== Consigne ==
Dans la dernière question du texte extrait, relevez tous les noms précédés de « quel » ou « quelle ».

Artefact

Photo © Thierry Bellaiche

 

 

Je me suis souvent demandé pourquoi des cinéastes très différents les uns des autres (mais dont les œuvres s’adressaient directement, et comme si elles « pressentaient » ce terrain hautement favorable, à la sensibilité la plus obscure mais aussi la plus vraie en moi ; des cinéastes de profonde prédilection à vrai dire, mais ça doit être un hasard…), avaient placé dans certains de leurs films des représentations de femmes sous la forme de mannequins de cire ou de poupées mécaniques, mais aussi et surtout, comment ils voyaient la relation particulière qui engageait des hommes de chair et de sang avec ces femmes artificielles. Quelle pensée, quel imaginaire, quelle pulsion, quelle « distorsion » les avaient amenés à convoquer ces artefacts de femmes, avec lesquels des hommes plus ou moins sains d’esprit établissaient un certain type de relation ?

== Données brutes ==
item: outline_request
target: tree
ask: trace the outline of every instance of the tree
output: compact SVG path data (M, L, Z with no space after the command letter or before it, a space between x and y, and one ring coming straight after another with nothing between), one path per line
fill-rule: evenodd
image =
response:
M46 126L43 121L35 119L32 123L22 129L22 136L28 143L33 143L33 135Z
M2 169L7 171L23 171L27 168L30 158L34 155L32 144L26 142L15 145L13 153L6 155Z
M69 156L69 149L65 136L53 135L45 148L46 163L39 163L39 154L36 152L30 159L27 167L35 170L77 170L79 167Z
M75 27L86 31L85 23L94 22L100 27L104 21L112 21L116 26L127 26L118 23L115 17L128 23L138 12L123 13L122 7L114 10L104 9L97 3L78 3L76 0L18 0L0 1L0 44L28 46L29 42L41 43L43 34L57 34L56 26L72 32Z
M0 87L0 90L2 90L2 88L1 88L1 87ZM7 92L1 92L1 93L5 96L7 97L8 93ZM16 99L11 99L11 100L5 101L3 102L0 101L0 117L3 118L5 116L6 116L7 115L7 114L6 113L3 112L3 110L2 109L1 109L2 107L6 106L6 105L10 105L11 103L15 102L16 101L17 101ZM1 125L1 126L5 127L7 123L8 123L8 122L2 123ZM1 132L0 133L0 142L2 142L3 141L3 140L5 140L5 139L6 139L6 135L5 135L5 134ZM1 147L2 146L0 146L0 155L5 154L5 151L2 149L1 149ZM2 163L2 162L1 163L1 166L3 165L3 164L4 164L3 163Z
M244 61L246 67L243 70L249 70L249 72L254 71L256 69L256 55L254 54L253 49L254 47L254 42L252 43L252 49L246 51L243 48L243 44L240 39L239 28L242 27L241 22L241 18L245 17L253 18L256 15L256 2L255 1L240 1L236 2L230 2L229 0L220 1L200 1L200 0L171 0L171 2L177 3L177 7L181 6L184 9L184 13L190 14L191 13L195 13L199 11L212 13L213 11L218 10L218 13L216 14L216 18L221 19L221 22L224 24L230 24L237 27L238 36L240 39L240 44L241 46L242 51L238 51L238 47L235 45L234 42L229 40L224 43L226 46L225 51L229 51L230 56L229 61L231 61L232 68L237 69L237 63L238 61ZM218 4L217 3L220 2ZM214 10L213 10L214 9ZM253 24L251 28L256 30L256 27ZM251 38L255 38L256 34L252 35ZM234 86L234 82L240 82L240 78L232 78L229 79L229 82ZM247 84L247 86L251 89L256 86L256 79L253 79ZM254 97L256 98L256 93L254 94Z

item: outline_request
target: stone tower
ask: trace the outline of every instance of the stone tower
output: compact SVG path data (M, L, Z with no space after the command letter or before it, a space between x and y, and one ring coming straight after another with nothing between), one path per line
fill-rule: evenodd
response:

* * *

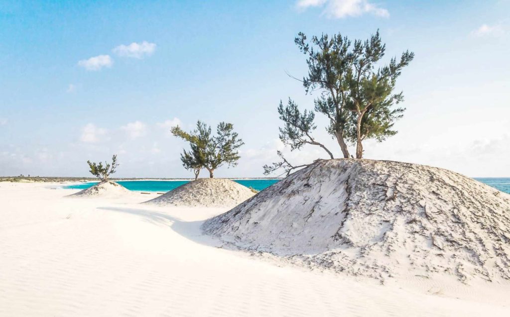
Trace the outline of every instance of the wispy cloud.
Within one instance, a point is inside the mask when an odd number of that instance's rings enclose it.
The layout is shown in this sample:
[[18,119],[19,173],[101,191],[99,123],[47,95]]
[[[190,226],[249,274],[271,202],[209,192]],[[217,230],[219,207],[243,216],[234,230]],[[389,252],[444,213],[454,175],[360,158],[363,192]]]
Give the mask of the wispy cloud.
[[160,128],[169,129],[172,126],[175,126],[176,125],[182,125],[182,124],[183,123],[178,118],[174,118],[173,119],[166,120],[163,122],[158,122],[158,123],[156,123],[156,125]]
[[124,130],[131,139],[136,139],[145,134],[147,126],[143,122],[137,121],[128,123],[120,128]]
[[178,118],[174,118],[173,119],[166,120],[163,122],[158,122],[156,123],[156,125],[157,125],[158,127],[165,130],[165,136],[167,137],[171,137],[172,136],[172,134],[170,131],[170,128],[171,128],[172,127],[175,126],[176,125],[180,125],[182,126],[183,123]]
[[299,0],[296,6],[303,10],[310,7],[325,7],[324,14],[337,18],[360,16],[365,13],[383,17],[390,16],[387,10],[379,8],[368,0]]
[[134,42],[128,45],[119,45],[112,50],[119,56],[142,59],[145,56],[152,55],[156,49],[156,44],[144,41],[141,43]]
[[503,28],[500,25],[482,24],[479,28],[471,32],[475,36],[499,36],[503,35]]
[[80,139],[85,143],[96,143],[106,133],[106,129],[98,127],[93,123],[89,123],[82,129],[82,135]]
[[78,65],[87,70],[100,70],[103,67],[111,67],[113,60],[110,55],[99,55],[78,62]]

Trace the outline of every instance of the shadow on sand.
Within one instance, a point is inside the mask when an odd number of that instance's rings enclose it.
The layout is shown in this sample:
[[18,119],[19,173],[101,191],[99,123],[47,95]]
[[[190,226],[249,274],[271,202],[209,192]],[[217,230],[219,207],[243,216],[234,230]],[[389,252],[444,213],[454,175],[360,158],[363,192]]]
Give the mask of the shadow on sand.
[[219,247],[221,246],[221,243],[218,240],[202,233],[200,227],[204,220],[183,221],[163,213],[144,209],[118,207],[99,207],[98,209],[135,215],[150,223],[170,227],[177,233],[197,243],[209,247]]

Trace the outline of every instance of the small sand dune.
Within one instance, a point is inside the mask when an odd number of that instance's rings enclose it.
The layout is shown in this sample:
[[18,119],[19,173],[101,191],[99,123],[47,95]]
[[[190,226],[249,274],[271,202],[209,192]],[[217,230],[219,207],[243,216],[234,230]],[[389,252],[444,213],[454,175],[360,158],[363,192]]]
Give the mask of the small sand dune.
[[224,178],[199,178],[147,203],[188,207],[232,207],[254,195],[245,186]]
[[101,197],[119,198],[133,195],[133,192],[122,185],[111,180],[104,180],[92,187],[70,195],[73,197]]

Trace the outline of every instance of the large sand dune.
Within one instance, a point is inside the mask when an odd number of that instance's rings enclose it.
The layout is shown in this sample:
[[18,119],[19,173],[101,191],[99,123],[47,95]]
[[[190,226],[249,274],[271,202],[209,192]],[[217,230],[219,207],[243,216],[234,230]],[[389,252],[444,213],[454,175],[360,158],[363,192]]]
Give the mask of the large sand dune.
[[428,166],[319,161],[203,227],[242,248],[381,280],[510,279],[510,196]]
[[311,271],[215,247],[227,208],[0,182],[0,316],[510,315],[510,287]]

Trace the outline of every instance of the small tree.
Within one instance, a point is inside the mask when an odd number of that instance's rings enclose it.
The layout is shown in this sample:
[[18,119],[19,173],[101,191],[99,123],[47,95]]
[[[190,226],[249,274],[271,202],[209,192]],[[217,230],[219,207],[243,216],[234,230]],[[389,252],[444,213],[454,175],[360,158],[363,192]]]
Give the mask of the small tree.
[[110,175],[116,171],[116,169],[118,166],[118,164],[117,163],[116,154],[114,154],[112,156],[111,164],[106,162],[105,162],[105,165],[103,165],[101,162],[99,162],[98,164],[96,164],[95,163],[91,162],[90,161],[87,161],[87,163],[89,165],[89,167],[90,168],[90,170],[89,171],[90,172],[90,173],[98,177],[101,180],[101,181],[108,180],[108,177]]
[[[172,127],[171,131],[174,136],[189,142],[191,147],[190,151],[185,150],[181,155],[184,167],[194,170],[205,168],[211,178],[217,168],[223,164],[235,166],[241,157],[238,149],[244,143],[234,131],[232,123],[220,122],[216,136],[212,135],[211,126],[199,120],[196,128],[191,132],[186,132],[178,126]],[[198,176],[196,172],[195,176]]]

== Réponse ==
pensée, imaginaire, pulsion, distorsion